Activity: When a line in the material contains the word "patio", copy it.

Records provided:

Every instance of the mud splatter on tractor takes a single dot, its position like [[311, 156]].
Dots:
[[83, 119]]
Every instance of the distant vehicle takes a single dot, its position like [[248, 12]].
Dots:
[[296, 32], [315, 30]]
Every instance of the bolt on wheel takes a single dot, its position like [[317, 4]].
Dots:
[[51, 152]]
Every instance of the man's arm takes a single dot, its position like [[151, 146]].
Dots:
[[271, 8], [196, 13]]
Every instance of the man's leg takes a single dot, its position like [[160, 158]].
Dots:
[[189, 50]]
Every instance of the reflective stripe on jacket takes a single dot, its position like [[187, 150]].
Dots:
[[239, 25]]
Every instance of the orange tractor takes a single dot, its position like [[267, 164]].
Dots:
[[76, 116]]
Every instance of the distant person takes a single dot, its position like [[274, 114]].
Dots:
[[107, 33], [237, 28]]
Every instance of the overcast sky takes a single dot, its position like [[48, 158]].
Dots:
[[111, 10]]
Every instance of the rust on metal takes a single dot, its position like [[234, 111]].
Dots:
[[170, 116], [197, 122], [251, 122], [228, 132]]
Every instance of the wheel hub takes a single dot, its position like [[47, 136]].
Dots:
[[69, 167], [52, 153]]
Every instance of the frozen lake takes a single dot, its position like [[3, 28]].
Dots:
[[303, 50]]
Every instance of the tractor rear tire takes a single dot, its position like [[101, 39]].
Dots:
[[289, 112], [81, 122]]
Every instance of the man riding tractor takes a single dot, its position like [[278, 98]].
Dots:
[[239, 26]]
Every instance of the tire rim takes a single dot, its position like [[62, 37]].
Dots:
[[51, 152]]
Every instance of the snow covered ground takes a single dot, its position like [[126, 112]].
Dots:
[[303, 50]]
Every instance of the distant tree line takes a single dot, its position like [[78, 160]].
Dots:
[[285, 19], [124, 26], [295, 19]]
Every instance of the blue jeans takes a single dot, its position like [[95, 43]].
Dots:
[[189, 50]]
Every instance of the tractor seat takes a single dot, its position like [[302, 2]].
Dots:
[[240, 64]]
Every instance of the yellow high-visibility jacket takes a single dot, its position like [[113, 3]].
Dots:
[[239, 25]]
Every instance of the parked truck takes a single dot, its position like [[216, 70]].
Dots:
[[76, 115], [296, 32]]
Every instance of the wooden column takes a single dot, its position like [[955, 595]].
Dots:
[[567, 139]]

--

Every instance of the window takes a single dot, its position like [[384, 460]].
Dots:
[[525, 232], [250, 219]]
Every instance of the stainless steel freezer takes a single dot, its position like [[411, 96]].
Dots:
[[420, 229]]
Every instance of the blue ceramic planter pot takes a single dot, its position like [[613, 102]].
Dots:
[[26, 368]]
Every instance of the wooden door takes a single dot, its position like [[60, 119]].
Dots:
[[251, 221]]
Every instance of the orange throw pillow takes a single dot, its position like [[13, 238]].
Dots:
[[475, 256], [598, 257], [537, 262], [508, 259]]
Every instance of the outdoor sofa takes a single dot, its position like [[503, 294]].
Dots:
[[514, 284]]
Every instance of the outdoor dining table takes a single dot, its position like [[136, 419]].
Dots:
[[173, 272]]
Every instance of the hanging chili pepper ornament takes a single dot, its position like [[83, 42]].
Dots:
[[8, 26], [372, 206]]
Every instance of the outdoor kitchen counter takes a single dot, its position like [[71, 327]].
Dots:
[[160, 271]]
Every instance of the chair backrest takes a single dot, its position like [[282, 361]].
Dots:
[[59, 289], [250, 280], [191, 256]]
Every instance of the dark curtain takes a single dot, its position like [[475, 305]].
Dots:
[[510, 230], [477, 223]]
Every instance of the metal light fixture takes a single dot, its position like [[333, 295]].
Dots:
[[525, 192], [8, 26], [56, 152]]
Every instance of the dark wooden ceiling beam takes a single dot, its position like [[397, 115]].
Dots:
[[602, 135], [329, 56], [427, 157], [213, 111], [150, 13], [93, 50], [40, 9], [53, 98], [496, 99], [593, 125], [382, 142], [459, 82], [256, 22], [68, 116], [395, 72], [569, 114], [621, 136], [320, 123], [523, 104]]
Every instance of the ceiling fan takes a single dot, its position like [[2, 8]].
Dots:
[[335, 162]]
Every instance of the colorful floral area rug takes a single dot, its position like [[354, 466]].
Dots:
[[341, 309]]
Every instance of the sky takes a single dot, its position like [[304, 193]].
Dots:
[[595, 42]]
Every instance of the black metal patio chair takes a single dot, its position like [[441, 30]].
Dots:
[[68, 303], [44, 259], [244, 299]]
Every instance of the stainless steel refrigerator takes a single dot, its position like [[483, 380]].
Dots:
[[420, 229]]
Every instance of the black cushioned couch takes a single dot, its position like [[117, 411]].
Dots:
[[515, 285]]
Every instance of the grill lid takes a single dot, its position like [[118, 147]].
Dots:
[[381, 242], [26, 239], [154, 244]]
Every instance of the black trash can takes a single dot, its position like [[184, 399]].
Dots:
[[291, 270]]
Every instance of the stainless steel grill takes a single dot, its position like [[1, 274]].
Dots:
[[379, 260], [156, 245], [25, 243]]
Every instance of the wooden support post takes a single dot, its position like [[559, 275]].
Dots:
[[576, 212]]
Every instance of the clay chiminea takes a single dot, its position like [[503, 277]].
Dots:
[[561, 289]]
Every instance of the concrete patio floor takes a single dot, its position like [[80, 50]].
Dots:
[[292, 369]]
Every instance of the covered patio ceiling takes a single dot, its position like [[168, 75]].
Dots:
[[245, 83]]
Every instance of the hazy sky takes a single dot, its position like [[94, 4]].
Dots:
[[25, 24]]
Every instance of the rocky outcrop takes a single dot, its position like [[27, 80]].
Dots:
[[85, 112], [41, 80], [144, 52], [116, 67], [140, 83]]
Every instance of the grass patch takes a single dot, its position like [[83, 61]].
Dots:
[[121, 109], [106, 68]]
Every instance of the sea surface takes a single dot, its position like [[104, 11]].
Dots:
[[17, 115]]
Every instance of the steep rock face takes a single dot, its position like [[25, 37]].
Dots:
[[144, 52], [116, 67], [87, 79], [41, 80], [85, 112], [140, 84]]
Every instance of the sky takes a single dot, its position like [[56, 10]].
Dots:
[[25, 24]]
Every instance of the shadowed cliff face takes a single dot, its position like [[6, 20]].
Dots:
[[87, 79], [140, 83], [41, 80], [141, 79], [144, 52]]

Finished task:
Every instance of the black metal patio chair takes a single dot, its position like [[441, 30]].
Every instance of the concrete patio floor takes a single dot, its position like [[80, 50]].
Every instance of the covered patio ceiling takes a single dot, its position like [[168, 75]].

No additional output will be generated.